**EXTRACTED ENTRIES**
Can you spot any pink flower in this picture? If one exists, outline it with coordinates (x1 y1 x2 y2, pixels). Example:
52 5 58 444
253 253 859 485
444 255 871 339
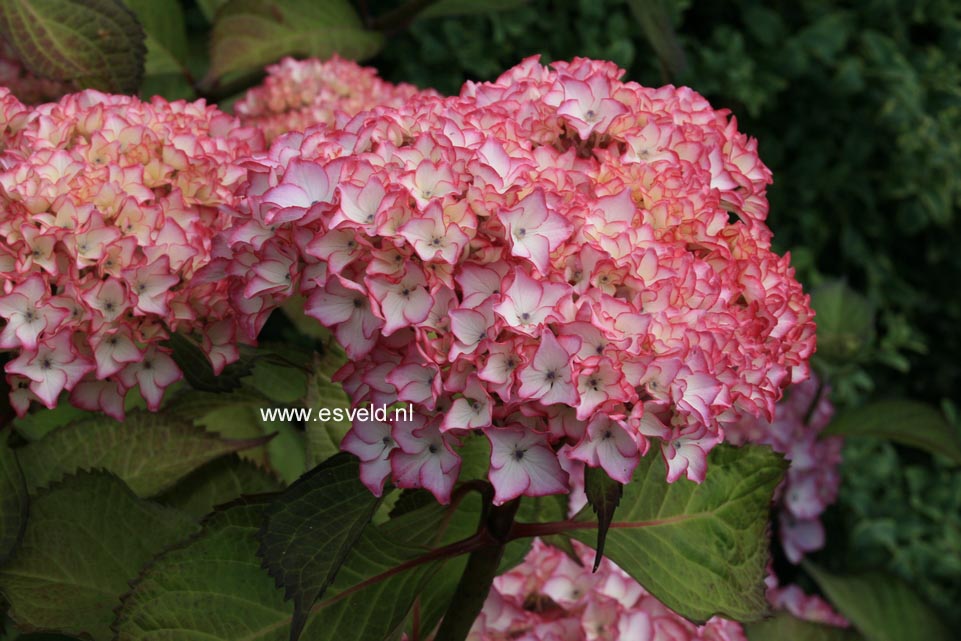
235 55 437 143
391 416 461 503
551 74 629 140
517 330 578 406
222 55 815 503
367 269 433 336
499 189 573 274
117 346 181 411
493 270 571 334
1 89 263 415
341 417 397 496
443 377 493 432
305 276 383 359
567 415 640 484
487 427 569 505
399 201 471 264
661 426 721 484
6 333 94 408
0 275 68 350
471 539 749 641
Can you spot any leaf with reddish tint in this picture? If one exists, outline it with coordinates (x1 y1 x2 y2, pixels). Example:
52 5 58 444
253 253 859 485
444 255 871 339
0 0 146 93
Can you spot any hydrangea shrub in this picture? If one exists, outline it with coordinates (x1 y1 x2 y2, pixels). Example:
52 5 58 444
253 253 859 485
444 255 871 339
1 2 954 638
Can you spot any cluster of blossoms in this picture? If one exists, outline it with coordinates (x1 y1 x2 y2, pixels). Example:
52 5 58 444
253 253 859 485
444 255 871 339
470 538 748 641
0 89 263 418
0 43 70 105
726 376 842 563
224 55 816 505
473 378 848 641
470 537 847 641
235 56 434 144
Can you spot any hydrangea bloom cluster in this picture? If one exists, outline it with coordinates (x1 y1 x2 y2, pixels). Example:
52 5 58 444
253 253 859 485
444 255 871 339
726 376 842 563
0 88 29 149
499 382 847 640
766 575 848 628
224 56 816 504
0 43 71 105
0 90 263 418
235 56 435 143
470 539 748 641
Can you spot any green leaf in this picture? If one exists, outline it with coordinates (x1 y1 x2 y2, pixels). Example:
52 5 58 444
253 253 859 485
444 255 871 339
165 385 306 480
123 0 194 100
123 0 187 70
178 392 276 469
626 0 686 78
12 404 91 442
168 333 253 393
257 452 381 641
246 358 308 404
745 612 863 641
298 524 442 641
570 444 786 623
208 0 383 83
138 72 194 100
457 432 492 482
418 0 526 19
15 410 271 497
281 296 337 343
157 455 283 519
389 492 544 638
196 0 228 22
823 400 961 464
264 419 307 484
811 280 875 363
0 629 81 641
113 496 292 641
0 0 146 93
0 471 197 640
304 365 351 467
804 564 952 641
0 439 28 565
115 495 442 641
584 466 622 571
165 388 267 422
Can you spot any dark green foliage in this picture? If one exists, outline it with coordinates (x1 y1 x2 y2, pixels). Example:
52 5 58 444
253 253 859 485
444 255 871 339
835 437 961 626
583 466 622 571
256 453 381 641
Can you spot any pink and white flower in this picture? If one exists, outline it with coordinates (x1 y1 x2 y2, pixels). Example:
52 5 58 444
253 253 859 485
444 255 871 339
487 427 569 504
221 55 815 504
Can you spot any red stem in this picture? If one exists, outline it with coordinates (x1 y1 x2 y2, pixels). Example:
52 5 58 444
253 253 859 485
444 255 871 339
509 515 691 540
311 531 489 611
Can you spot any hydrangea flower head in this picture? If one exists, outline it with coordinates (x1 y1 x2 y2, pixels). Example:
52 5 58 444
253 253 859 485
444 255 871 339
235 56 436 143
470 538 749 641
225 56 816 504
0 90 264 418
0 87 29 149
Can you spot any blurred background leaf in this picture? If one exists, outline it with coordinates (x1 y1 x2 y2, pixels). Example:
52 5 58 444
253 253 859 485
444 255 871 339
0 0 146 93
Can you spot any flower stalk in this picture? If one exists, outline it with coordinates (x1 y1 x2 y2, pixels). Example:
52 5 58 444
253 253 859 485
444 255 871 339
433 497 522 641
==
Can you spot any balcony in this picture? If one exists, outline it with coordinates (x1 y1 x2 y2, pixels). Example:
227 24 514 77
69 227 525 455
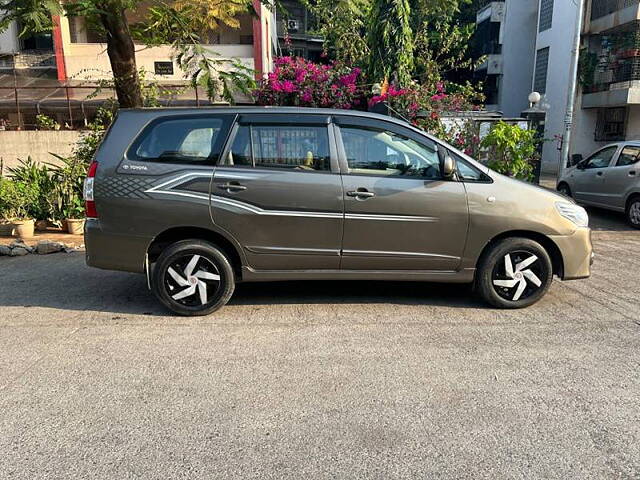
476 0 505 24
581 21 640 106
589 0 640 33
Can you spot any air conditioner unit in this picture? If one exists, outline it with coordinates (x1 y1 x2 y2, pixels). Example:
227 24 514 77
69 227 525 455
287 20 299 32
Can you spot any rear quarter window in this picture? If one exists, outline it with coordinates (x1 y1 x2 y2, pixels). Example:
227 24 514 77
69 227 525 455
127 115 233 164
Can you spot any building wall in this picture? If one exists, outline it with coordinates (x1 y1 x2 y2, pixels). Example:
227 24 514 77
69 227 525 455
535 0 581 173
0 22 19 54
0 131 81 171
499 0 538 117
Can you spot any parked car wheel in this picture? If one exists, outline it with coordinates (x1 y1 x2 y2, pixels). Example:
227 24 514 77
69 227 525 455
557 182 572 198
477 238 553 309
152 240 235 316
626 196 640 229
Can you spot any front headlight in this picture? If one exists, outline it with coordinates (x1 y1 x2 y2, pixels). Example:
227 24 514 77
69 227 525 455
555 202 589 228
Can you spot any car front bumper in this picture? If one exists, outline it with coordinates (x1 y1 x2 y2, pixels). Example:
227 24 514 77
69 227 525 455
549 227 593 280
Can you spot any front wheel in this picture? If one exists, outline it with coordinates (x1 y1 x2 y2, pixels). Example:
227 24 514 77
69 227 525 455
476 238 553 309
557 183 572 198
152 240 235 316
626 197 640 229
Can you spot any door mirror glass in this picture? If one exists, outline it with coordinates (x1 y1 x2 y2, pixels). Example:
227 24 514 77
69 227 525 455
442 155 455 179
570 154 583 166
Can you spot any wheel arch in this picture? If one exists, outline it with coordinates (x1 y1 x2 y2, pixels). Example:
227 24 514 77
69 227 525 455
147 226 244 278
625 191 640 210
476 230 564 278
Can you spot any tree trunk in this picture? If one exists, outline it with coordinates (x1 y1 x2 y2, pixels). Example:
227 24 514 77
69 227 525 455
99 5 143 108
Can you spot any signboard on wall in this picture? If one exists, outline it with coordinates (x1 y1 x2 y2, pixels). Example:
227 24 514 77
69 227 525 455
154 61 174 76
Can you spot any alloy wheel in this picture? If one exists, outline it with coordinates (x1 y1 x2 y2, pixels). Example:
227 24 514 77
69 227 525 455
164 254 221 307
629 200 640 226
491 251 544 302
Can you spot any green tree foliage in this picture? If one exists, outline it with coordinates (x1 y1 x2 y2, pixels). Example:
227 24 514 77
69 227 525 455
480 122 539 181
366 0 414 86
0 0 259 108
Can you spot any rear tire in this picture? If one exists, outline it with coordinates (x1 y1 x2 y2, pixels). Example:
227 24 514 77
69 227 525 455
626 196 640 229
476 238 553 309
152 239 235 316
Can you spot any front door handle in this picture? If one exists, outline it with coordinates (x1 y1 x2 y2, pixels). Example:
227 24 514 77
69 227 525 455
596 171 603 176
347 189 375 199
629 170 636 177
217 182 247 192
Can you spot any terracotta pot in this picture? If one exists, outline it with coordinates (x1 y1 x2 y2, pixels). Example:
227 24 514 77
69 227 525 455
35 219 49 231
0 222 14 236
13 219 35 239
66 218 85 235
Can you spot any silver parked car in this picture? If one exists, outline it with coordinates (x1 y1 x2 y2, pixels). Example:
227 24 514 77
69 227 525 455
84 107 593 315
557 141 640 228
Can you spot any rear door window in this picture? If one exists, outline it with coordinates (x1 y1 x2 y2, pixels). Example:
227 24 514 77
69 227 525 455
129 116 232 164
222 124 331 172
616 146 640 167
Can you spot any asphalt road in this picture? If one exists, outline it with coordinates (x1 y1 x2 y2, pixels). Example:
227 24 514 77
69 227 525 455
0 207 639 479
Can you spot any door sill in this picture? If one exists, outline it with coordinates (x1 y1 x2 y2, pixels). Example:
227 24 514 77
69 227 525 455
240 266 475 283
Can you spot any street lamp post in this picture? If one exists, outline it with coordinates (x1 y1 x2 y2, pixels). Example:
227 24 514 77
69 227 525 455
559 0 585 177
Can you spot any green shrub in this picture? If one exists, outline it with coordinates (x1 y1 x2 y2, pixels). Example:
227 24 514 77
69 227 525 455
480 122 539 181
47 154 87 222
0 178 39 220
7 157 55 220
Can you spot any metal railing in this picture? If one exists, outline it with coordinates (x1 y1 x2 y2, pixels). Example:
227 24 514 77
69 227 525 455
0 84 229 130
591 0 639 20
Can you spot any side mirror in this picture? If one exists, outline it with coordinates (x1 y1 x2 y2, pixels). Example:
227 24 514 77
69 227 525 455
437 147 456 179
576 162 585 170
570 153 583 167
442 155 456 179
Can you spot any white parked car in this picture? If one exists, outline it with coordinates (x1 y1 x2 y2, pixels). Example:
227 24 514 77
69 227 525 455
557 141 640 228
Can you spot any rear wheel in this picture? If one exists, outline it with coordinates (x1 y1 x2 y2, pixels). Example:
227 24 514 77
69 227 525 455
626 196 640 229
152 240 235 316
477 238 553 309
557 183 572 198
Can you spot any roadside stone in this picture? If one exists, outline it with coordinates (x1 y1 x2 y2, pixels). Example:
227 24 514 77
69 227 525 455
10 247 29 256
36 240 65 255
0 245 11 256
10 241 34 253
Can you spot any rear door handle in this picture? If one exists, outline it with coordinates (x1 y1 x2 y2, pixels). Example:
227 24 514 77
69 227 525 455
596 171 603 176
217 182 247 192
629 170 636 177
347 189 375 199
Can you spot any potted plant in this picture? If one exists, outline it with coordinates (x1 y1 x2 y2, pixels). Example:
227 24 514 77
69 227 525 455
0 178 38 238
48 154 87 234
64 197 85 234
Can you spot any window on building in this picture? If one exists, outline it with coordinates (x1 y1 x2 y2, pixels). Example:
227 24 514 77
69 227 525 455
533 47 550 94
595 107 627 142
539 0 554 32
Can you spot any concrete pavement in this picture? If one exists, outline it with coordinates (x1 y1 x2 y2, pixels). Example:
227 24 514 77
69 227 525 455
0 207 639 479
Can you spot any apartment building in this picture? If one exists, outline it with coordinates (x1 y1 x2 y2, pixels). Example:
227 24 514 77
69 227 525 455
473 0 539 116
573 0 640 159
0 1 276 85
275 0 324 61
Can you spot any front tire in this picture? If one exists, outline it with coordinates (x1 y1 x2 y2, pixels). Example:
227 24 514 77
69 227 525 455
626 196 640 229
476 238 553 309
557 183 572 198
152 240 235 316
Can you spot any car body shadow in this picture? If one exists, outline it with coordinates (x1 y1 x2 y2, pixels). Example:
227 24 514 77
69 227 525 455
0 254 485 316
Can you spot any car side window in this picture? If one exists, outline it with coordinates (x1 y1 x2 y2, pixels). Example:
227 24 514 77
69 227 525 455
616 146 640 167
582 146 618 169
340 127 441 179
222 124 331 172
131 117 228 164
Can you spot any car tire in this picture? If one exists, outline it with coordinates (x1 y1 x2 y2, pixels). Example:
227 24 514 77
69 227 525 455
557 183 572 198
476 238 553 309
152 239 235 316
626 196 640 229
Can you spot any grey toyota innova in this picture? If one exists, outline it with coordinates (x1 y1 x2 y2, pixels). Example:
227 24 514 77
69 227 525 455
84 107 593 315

**YOUR ASSIGNMENT**
Across the records, count the lines holding the string "wall". Give the number and stop.

**ANSWER SPACE**
2